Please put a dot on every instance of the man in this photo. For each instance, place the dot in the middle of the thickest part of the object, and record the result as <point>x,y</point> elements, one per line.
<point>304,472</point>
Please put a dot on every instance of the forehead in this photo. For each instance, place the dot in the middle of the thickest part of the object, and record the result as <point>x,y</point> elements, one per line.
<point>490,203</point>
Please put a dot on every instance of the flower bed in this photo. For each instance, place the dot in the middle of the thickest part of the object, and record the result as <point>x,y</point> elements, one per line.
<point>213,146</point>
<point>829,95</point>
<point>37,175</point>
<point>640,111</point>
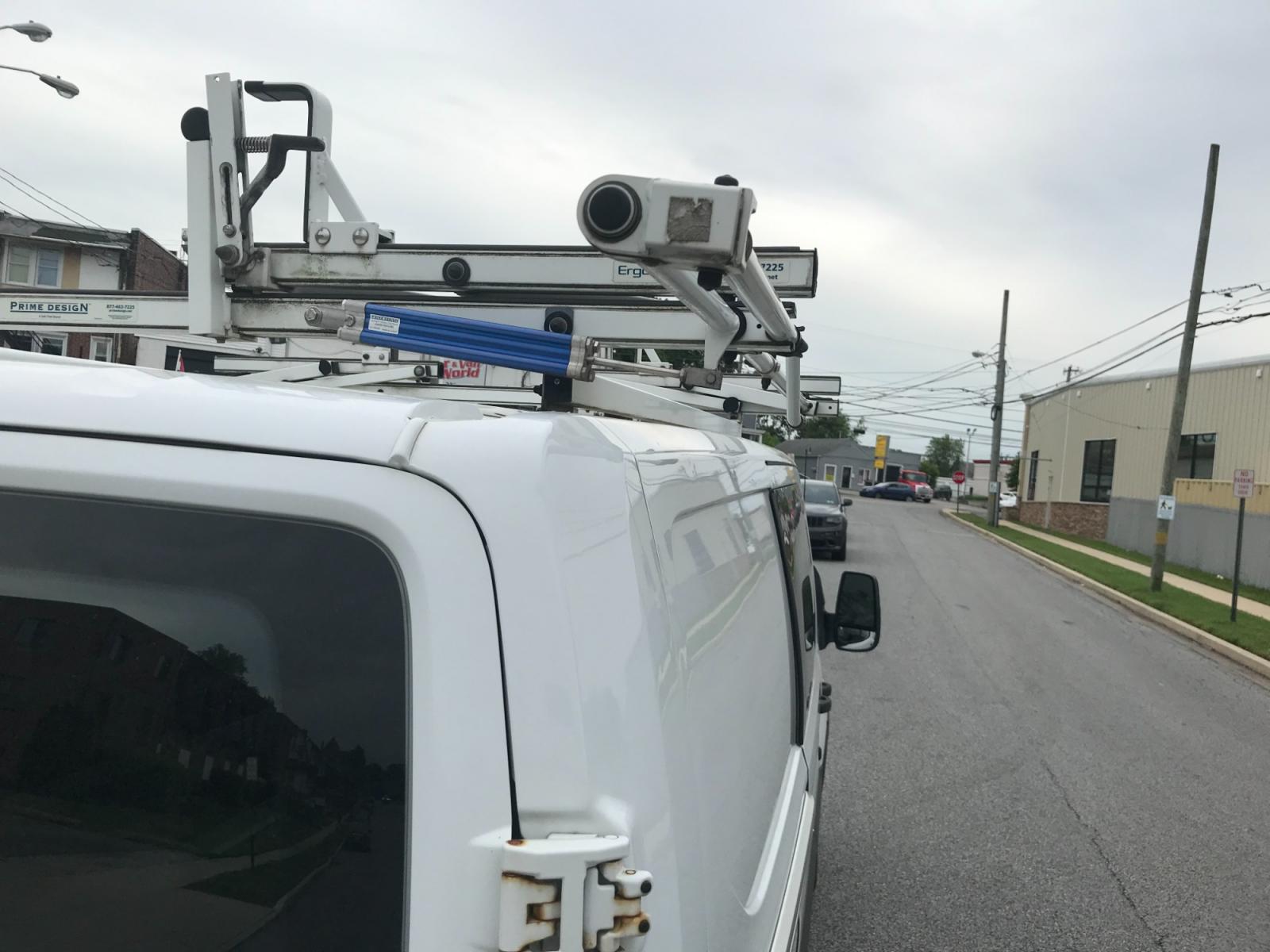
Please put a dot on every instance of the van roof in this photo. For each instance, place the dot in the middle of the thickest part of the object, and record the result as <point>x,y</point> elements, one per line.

#### [Work order]
Set down the material above exactly as written, but not the pictures.

#### [Answer section]
Please put a dot on every instance of the man in this photo. For each instance, place the dot in the middle of the thickest part of the object, and record the result as <point>x,y</point> elements, one per line.
<point>304,472</point>
Please put a dot on every instance of the forehead in this photo. For each instance, place the dot in the middle of the thickest part of the object, and record the result as <point>x,y</point> elements, one per line.
<point>490,203</point>
Please put a dot on every instance of the flower bed in this photo. For each instance, place the dot in the middle of the thickest part of the object, and record the result as <point>x,y</point> elements, one per line.
<point>213,146</point>
<point>829,95</point>
<point>37,175</point>
<point>640,111</point>
Please put a dot on every instance of the van roof in this photo. For each instance, place the dot in the middle of the thickest part of the object, and record the result as <point>x,y</point> elements, one per line.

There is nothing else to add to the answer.